• UITGELICHTE TEKST:
|---|

Geschil over opzegging kredietrelatie tussen Panda c.s. en ING Bank N.V.

In deze zaak vorderde Panda Recycling B.V. en haar aanverwante vennootschappen (hierna: Panda c.s.) dat de rechtbank zou verklaren dat de opzegging van hun kredietrelatie door ING Bank N.V. (hierna: ING) niet rechtsgeldig was. Panda c.s. hield zich bezig met de handel in gerecycled papier en had sinds 2019 een kredietrelatie met ING. De kredietfaciliteit bestond uit een rekening-courant krediet en een allowancefaciliteit, met diverse borgstellingen en medeaansprakelijkheden. ING had in 2020 herhaaldelijk informatie opgevraagd bij Panda c.s. over hun financiële situatie, maar Panda c.s. weigerde deze informatie te verstrekken. Op 15 maart 2021 beëindigde ING de kredietrelatie, onder verwijzing naar de niet-naleving van de informatieplicht door Panda c.s. en de daaruit voortvloeiende vertrouwensbreuk.

Panda c.s. stelde dat de opzegging onterecht was en dat ING misbruik had gemaakt van haar bevoegdheid. De rechtbank oordeelde dat ING de kredietrelatie rechtsgeldig had opgezegd, omdat er voldoende redenen waren om informatie op te vragen en Panda c.s. niet had voldaan aan haar verplichtingen. De rechtbank wees de vorderingen van Panda c.s. af en oordeelde dat Panda c.s. hoofdelijk moest betalen aan ING, inclusief de proceskosten. In reconventie vorderde ING betaling van een bedrag van € 756.583,98, wat door de rechtbank werd toegewezen, evenals de contractuele rente vanaf 20 februari 2023.

De rechtbank concludeerde dat de opzegging van de kredietrelatie door ING gerechtvaardigd was en dat Panda c.s. niet had aangetoond dat er sprake was van misbruik van bevoegdheid. De vorderingen van Panda c.s. werden afgewezen, terwijl de vorderingen van ING in reconventie werden toegewezen.

Uitspraak

RECHTBANK Amsterdam

Civiel recht
Zaaknummer: C/13/727805 / HA ZA 23-24
Vonnis van 18 oktober 2023
in de zaak van

1.PANDA RECYCLING B.V.,

te Nieuwerkerk aan den IJssel,
2.
PANDA LOGISTICS B.V.,
te Nieuwerkerk aan den IJssel,
3.

|---|

• TAAKOMSCHRIJVING:
Herhaal woordelijk het stuk uit de tekst over het kredietgeschil, van "In deze zaak" tot en met "daaruit voortvloeiende vertrouwensbreuk.". De onderstaande lijst is niet nodig.

• Invoer voor regiolabeling:
|---|

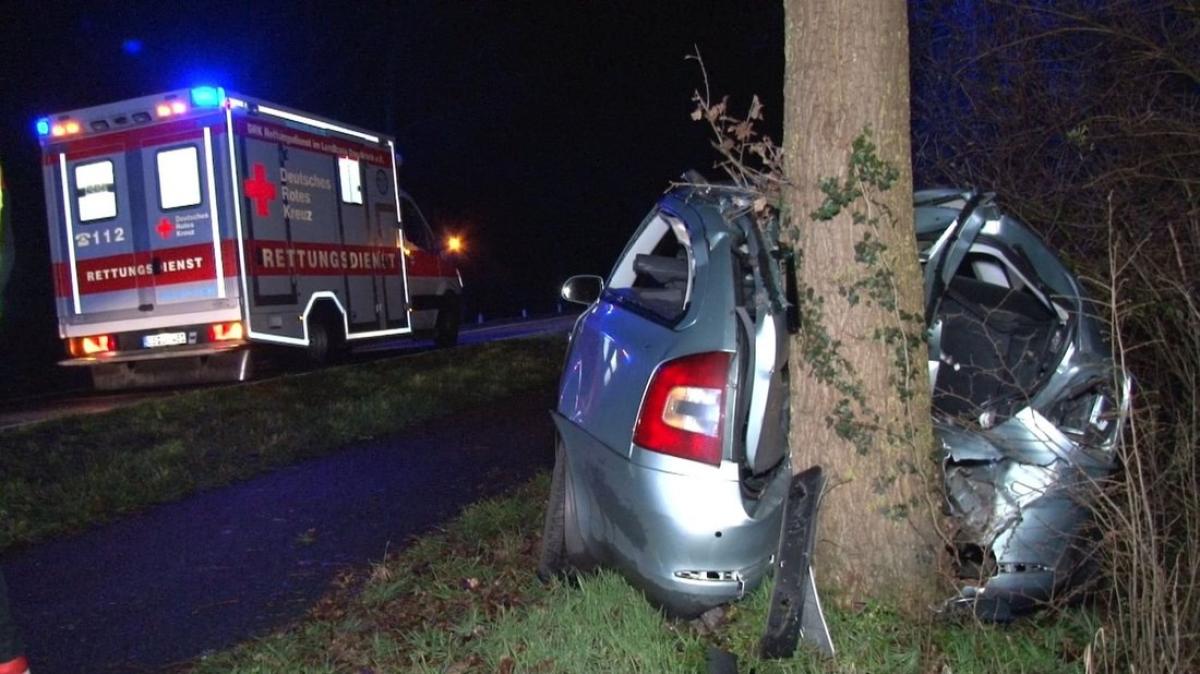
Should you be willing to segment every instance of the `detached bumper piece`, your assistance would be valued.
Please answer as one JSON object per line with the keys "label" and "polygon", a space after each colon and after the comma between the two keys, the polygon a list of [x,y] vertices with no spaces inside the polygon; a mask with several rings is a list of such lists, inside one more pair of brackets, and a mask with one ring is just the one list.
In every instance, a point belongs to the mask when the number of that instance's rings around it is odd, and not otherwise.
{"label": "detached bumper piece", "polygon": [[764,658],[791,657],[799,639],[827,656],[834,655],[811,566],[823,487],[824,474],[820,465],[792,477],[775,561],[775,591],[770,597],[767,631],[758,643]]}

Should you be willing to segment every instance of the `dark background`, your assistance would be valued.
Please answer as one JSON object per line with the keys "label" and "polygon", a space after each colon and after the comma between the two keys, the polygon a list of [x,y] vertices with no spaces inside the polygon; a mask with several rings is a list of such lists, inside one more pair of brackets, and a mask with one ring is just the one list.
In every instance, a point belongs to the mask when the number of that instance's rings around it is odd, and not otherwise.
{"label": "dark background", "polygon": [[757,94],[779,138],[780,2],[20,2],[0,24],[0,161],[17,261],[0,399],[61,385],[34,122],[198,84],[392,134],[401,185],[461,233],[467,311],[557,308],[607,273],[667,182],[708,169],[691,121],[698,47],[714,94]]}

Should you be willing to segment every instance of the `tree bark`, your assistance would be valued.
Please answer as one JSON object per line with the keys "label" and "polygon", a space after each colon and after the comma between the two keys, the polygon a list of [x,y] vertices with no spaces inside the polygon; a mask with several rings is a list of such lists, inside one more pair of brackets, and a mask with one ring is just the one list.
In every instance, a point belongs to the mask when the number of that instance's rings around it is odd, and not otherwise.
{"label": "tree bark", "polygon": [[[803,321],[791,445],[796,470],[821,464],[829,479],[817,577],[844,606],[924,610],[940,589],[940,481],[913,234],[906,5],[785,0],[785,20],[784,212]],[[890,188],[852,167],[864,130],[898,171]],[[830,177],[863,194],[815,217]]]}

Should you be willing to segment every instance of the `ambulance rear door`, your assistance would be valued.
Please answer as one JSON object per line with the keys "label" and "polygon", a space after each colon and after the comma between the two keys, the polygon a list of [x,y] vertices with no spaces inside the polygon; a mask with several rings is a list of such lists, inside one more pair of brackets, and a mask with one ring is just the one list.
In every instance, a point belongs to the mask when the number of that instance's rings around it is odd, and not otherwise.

|---|

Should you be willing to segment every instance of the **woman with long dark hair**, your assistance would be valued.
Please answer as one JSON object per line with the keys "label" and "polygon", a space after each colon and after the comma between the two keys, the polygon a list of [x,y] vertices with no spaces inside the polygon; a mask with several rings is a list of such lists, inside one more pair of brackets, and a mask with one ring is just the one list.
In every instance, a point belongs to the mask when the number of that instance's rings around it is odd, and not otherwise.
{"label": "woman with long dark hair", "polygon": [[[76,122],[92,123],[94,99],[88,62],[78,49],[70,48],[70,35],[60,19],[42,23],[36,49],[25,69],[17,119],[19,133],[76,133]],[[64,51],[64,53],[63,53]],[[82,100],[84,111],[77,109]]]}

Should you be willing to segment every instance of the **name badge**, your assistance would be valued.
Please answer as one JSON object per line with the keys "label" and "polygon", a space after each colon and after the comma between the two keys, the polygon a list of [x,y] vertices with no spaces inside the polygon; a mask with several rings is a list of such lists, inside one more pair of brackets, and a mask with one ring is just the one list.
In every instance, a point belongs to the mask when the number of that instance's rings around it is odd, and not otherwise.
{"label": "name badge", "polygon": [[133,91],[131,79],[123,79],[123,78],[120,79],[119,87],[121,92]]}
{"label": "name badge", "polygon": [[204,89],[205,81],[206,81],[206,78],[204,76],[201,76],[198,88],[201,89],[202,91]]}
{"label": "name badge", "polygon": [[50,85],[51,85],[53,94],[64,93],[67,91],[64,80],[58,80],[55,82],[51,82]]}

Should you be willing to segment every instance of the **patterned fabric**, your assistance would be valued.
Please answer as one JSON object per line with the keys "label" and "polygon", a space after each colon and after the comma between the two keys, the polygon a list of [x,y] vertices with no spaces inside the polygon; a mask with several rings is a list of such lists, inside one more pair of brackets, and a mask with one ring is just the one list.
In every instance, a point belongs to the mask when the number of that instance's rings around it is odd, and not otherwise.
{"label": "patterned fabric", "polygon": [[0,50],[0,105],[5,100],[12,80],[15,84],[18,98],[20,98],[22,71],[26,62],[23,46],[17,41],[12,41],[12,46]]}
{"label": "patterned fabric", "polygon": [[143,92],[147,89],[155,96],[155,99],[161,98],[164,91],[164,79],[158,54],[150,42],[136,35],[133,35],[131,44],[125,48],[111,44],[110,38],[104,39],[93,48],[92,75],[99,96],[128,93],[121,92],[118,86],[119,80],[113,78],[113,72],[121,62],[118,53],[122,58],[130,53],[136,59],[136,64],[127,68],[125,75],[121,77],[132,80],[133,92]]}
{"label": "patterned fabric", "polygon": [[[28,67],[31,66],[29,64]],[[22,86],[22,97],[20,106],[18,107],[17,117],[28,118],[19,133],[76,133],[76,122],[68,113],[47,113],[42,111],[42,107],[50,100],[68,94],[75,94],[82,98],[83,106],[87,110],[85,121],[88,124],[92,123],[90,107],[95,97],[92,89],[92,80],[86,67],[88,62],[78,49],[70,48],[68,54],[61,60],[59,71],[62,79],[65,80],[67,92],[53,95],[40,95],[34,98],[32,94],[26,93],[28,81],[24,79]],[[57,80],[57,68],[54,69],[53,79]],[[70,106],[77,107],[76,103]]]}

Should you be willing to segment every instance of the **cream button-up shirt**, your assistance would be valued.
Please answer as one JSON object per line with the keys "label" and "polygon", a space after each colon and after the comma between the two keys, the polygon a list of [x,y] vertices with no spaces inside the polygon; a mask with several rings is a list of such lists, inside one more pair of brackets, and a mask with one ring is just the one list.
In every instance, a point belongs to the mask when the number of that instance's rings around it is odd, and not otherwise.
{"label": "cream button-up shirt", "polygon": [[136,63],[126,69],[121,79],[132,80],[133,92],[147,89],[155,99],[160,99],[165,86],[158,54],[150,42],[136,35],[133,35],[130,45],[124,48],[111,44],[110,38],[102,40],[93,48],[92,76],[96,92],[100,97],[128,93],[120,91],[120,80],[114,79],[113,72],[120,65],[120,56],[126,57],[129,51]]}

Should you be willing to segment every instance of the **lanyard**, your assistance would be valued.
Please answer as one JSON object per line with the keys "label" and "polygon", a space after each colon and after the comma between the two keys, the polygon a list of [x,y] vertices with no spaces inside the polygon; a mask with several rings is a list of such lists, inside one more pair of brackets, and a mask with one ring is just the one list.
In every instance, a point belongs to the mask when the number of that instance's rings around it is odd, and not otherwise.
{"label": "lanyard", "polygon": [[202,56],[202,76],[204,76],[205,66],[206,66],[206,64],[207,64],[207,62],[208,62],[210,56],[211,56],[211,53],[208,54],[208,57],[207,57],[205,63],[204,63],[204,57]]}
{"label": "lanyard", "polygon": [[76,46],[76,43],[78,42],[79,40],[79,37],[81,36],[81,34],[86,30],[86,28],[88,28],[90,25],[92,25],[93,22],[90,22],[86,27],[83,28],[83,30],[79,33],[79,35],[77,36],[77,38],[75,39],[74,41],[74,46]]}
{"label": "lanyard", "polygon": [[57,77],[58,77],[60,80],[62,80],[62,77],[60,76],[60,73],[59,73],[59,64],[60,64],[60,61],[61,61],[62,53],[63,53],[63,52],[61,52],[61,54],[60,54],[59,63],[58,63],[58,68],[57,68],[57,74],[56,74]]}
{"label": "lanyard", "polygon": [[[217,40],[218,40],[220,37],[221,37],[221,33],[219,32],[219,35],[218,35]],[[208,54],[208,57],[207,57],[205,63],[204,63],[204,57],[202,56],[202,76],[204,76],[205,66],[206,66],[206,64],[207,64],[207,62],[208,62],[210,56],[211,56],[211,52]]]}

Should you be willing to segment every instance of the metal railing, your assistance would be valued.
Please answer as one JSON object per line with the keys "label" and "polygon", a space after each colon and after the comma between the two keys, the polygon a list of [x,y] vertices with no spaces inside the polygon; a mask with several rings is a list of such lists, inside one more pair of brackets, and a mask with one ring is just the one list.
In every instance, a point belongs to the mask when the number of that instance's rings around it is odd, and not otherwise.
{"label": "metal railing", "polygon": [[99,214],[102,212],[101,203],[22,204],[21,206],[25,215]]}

|---|

• TAAKRESULTAAT:
In deze zaak vorderde Panda Recycling B.V. en haar aanverwante vennootschappen (hierna: Panda c.s.) dat de rechtbank zou verklaren dat de opzegging van hun kredietrelatie door ING Bank N.V. (hierna: ING) niet rechtsgeldig was. Panda c.s. hield zich bezig met de handel in gerecycled papier en had sinds 2019 een kredietrelatie met ING. De kredietfaciliteit bestond uit een rekening-courant krediet en een allowancefaciliteit, met diverse borgstellingen en medeaansprakelijkheden. ING had in 2020 herhaaldelijk informatie opgevraagd bij Panda c.s. over hun financiële situatie, maar Panda c.s. weigerde deze informatie te verstrekken. Op 15 maart 2021 beëindigde ING de kredietrelatie, onder verwijzing naar de niet-naleving van de informatieplicht door Panda c.s. en de daaruit voortvloeiende vertrouwensbreuk.